Data to use
◆ ◆ ◆ ◆

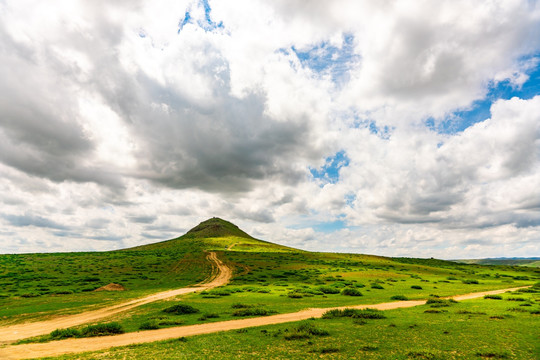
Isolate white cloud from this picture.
[0,1,540,258]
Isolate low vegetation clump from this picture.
[49,322,125,340]
[484,295,502,300]
[322,308,386,319]
[81,322,124,337]
[49,329,81,340]
[139,321,159,330]
[476,351,508,359]
[426,298,457,308]
[284,321,330,340]
[163,304,199,315]
[341,288,362,296]
[319,286,339,294]
[199,313,219,321]
[232,307,275,316]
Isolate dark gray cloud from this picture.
[0,214,69,230]
[129,215,157,224]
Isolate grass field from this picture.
[0,219,540,359]
[39,287,540,360]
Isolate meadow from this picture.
[35,285,540,360]
[0,219,540,359]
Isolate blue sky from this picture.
[0,0,540,258]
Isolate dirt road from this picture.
[0,252,232,344]
[0,286,526,360]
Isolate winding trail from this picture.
[0,252,232,344]
[0,286,529,360]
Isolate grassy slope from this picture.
[40,288,540,360]
[0,218,293,325]
[457,258,540,268]
[0,219,539,352]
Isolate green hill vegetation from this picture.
[0,218,540,359]
[456,258,540,268]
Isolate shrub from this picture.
[199,313,219,321]
[158,320,184,326]
[50,329,81,340]
[322,308,386,319]
[139,321,159,330]
[232,308,274,316]
[81,322,124,336]
[163,304,199,315]
[287,292,303,299]
[476,351,508,359]
[231,303,253,309]
[284,321,330,340]
[341,288,362,296]
[319,286,339,294]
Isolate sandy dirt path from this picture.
[0,252,232,344]
[0,286,528,360]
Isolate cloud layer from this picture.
[0,1,540,258]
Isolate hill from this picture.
[129,217,302,252]
[0,218,540,342]
[454,257,540,268]
[183,217,253,239]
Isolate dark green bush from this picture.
[81,322,124,337]
[232,308,274,316]
[284,321,330,340]
[199,313,219,321]
[163,304,199,315]
[322,308,386,319]
[341,288,362,296]
[50,329,81,340]
[231,303,253,309]
[139,321,159,330]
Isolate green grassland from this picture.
[456,258,540,268]
[39,285,540,360]
[0,218,540,359]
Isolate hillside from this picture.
[455,257,540,268]
[129,217,301,252]
[0,218,540,359]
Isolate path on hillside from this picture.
[0,286,529,360]
[0,252,232,344]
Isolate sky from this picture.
[0,0,540,259]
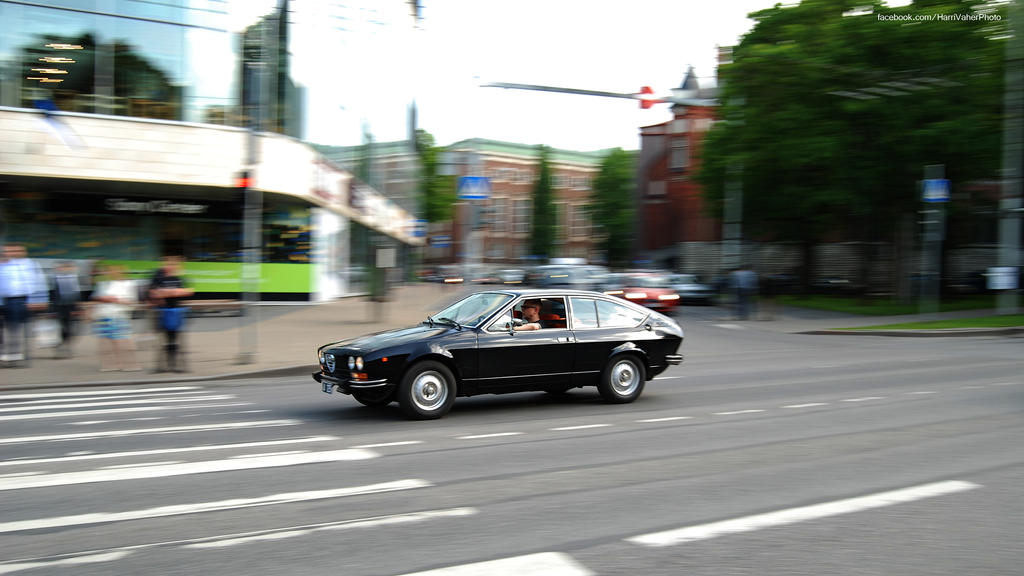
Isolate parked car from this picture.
[496,269,526,284]
[313,289,683,419]
[605,274,679,314]
[669,274,718,304]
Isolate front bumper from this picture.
[313,370,394,394]
[665,354,683,366]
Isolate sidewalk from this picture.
[0,284,464,390]
[0,284,1024,390]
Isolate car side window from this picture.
[597,300,647,328]
[486,310,521,332]
[569,298,597,328]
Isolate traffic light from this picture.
[234,170,252,193]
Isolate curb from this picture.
[795,326,1024,338]
[3,364,319,392]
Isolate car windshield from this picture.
[429,292,512,326]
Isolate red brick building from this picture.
[636,68,722,274]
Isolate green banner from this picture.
[104,260,313,294]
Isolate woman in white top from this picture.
[92,265,139,372]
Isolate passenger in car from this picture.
[515,300,544,330]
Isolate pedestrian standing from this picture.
[148,256,195,372]
[51,260,82,358]
[92,265,139,372]
[0,244,49,368]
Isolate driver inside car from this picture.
[515,300,544,331]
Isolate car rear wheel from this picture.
[597,356,645,404]
[398,361,456,420]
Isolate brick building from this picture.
[426,138,609,265]
[635,68,722,272]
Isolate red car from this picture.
[604,274,679,314]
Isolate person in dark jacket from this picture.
[147,256,195,372]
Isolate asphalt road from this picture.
[0,307,1024,576]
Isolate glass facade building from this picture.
[0,0,412,299]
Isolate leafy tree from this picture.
[698,0,1006,289]
[415,129,456,222]
[591,148,636,266]
[529,146,556,258]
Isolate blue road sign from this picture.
[458,176,490,200]
[922,178,949,202]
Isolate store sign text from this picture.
[106,198,210,214]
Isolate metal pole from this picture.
[919,164,946,314]
[238,39,266,364]
[996,0,1024,314]
[721,158,743,272]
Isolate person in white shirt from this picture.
[0,244,49,367]
[91,265,139,372]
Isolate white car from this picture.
[669,274,716,304]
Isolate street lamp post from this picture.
[996,0,1024,314]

◆ ◆ ◆ ◆

Work to be completed
Revise all of these lines so that every "Isolate" becomes "Outline", leaving everything else unchanged and omitting the pictures.

In response
Outline white cloud from this picture.
[0,1,540,258]
Outline low vegetation clump from this picture.
[49,322,125,340]
[484,295,502,300]
[322,308,386,319]
[81,322,124,337]
[49,329,81,340]
[139,321,159,330]
[476,351,508,359]
[426,298,457,308]
[284,321,330,340]
[163,304,199,315]
[341,288,362,296]
[319,286,339,294]
[199,313,219,321]
[232,307,275,316]
Outline dark gray cloud from this picture.
[0,214,69,230]
[129,215,157,224]
Outline grass field from this picture.
[0,219,540,359]
[39,287,540,360]
Outline meadow from this picture.
[35,285,540,360]
[0,219,540,359]
Outline blue sky from this picture.
[0,0,540,258]
Outline dirt road from this picture.
[0,252,232,344]
[0,286,526,360]
Outline winding trail from this picture.
[0,252,232,344]
[0,286,529,360]
Outline grassy slope from this picture.
[40,288,540,360]
[0,218,293,325]
[457,258,540,268]
[0,219,539,352]
Outline green hill vegetation from this picture.
[0,218,540,359]
[456,258,540,268]
Outline shrub from this picture.
[199,313,219,321]
[158,320,184,326]
[50,329,81,340]
[322,308,386,319]
[139,321,159,330]
[232,308,274,316]
[81,322,124,336]
[163,304,199,315]
[287,292,303,299]
[476,351,508,359]
[231,303,253,309]
[284,321,330,340]
[341,288,362,296]
[319,286,339,294]
Outline sandy dirt path from this picture.
[0,252,232,344]
[0,286,528,360]
Outline cloud layer from this picture.
[0,1,540,258]
Outline hill from this picture.
[129,217,302,252]
[0,218,540,342]
[454,257,540,268]
[183,217,253,239]
Outline dark green bush from this picture.
[81,322,124,337]
[232,308,274,316]
[284,321,330,340]
[199,313,219,321]
[163,304,199,315]
[322,308,386,319]
[341,288,362,296]
[50,329,81,340]
[231,303,253,309]
[139,321,159,330]
Outline green grassland from this picture.
[456,258,540,268]
[39,285,540,360]
[0,218,540,359]
Outline hillside from this picture.
[455,257,540,268]
[129,217,301,252]
[0,218,540,359]
Outline path on hillside from this picture.
[0,286,529,360]
[0,252,232,344]
Outline sky from this picture.
[0,0,540,259]
Outline parked car from this picture.
[496,269,526,284]
[313,289,683,419]
[605,274,679,314]
[669,274,718,304]
Outline front bumper from this picture.
[313,370,394,394]
[665,354,683,366]
Outline sidewalk from this picture.
[0,284,464,390]
[0,284,1024,390]
Outline car side window from this picture.
[597,300,647,328]
[486,310,521,332]
[569,298,597,328]
Outline traffic light from this picture.
[234,170,252,193]
Outline curb from this picture.
[795,326,1024,338]
[3,364,319,392]
Outline car windshield from this picture.
[429,292,512,326]
Outline red brick building from this picture.
[636,68,722,274]
Outline green banner from this picture.
[104,260,313,294]
Outline woman in white top from this picture.
[92,265,139,372]
Outline passenger in car from this picture.
[515,300,544,330]
Outline pedestrian standing from this picture.
[148,256,195,372]
[51,260,82,358]
[92,265,139,372]
[0,244,49,368]
Outline driver inside car from this picture.
[515,300,544,331]
Outline car rear wheel from this picture.
[597,356,645,404]
[398,361,456,420]
Outline brick building from this picture.
[426,138,609,265]
[635,68,722,272]
Outline red car from this picture.
[604,274,679,314]
Outline person in dark jacket from this picture.
[147,256,195,372]
Outline asphalt road from this picture.
[0,307,1024,576]
Outline glass facade building from this picture.
[0,0,412,299]
Outline leafy tree from this picture.
[698,0,1006,289]
[415,129,456,222]
[591,148,636,266]
[529,146,556,258]
Outline blue road sign from this picture.
[458,176,490,200]
[922,178,949,202]
Outline store sign text from this picture.
[106,198,210,214]
Outline metal pole from this picture.
[919,164,946,314]
[238,39,266,364]
[996,0,1024,314]
[721,158,743,272]
Outline person in white shirt from this picture.
[0,244,49,367]
[91,265,139,372]
Outline white car from this picture.
[669,274,716,304]
Outline street lamp post from this picture.
[996,0,1024,314]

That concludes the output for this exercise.